[What you have to do] In the listing that follows, locate the line containing "point: black handbag" and the line containing "point: overhead light". Retype exactly those two lines and every line between them, and nothing more.

[Excerpted records]

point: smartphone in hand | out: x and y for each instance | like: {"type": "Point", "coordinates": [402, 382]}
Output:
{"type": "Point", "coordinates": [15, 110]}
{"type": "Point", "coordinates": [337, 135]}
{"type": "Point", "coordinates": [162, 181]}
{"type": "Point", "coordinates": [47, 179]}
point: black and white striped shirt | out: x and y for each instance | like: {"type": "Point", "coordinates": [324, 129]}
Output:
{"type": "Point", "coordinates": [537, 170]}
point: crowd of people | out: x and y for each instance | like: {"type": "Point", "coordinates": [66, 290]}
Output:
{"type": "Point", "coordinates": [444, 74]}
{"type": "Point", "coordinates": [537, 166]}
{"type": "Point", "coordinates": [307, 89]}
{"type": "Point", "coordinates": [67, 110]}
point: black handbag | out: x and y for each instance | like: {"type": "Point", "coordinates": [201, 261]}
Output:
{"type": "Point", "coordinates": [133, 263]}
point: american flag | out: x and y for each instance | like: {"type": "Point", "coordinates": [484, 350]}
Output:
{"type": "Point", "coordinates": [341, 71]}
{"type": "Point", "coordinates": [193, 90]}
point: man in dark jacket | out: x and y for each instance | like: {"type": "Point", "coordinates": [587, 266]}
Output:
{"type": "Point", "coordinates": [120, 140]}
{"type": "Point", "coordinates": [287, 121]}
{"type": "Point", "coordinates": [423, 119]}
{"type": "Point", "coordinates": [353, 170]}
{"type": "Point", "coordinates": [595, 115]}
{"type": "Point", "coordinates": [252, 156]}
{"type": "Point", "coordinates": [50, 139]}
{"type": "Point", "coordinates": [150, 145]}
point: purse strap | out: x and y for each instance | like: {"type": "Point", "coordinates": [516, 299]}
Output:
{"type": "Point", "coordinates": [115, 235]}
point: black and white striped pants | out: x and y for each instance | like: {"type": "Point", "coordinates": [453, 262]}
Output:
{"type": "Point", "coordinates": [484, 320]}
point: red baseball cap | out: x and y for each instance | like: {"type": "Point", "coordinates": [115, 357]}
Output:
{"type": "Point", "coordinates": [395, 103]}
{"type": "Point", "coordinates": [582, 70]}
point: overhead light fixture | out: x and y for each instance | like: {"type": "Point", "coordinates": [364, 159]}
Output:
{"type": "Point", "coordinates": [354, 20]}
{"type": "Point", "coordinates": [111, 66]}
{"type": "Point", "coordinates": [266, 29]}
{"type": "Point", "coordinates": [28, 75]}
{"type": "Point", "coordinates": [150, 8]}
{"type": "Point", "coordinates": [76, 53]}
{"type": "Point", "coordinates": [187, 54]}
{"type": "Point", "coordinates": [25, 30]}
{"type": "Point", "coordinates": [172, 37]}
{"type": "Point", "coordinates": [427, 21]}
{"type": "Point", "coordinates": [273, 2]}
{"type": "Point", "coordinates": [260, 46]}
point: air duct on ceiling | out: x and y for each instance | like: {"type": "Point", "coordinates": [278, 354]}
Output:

[Solution below]
point: black handbag | out: x and y for each instance | like: {"type": "Point", "coordinates": [201, 261]}
Output:
{"type": "Point", "coordinates": [133, 263]}
point: american flag | out: x and y for each instance | like: {"type": "Point", "coordinates": [484, 350]}
Output:
{"type": "Point", "coordinates": [341, 71]}
{"type": "Point", "coordinates": [193, 90]}
point: man in dark jacket | out: x and y for each instance | like: {"type": "Point", "coordinates": [587, 266]}
Output:
{"type": "Point", "coordinates": [120, 140]}
{"type": "Point", "coordinates": [287, 121]}
{"type": "Point", "coordinates": [423, 119]}
{"type": "Point", "coordinates": [353, 170]}
{"type": "Point", "coordinates": [595, 115]}
{"type": "Point", "coordinates": [252, 156]}
{"type": "Point", "coordinates": [50, 139]}
{"type": "Point", "coordinates": [150, 145]}
point: purse strap | out: x and y for each instance | like: {"type": "Point", "coordinates": [516, 299]}
Output:
{"type": "Point", "coordinates": [115, 235]}
point: black and white striped pants | out: x and y for each instance | like: {"type": "Point", "coordinates": [453, 262]}
Output:
{"type": "Point", "coordinates": [484, 320]}
point: red baseball cap | out: x and y for each instance | like: {"type": "Point", "coordinates": [115, 357]}
Output:
{"type": "Point", "coordinates": [395, 103]}
{"type": "Point", "coordinates": [582, 70]}
point: overhead light fixture | out: x and y for each instance | like: {"type": "Point", "coordinates": [364, 159]}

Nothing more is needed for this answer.